## BREVE ESERCIZIO 1
Trascrivi fedelmente tutte le righe delle voci riportate dopo il testo.

Questa fu, probabilmente, una scelta dell’autore, il quale, di certo, aveva a
disposizione entrambe le strade offerte dalla tradizione popolare. Se tra
astuzia e sciocchezza scelse quest’ultima lo fece, come sottolinea Rossi, per
un senso profondo del ritmo narrativo, che lo guidava per i sentieri che meglio
corrispondevano alla sua prosa limpida e mossa. I personaggi sono, così,
tracciati con una tecnica quasi pittorica, con rapide pennellate
espressioniste, “tra la sbalordaggine e lo sbalordimento”[66].
Leggiamo
del cervello fine del contadino siciliano, dell’astuzia e malizia della donna, del compare pronto ad
approfittare di ogni attimo di distrazione, di chi sbeffeggia e di chi accoglie
la beffa: insomma di un mondo fatto di gente che ha mantenuto nel tempo i
caratteri intatti di una civiltà ancora lontana dal peccato originale o che ne
ignora l’esistenza.
Ogni
storiella fa perno su un protagonista, che, seguendo Calvino, potremmo definire
comico, ossia colui del quale si ride, e che è indicato da un toponimico: il
piazzese, il carrapipano, ecc. Proprio sulla presenza di quell’articolo
determinativo gravita, secondo Calvino, tutta la violenza denigratoria,
“strumento di una interminabile faida dei poveri”[67].
Si può immaginare, infatti, che la vittima di turno abbia la sua rivalsa
immediata raccontando una storiella altrettanto denigratoria nei confronti del
confinante, entrando così in un circolo vizioso, che è inteso a ristabilire un
equilibrio, ma “a un grado sempre più basso”. Oggetto dello scherno, però, come
evidenzia ancora Calvino, non è mai una colpa o un peccato ‘attivo’, quanto
piuttosto una ‘mancanza’. Lanza, quindi, non avrebbe intenzioni moralistiche,
non gli preme sottolineare come ad ogni colpa corrisponda un castigo; vuole
solo esporre o proporre al divertimento dei suoi lettori delle piccole
mancanze, che possono suscitare il riso. In quest’ottica, allora, si dovrà
leggere la stoltezza di certi suoi protagonisti come mancanza d’ingegno, le
corna come mancanza d’onore o di valore sessuale da parte del malcapitato, la
lussuria come mancanza di pudore (quasi sempre riferito alla donna) e la
blasfemia (o ignoranza sacrilega, come la chiama Calvino) come mancanza di
civiltà religiosa.

## BREVE ESERCIZIO 2
Nel brano sulle storielle di Lanza, da che cosa è indicato il protagonista di ogni storiella?

Estratti di dati di puntamento:

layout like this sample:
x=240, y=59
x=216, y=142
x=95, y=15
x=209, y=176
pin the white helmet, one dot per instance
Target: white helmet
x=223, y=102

## RISULTATO FINALE 1
layout like this sample:
x=240, y=59
x=216, y=142
x=95, y=15
x=209, y=176
pin the white helmet, one dot per instance
Target: white helmet
x=223, y=102

## RISULTATO FINALE 2
Da un toponimico, come il piazzese o il carrapipano.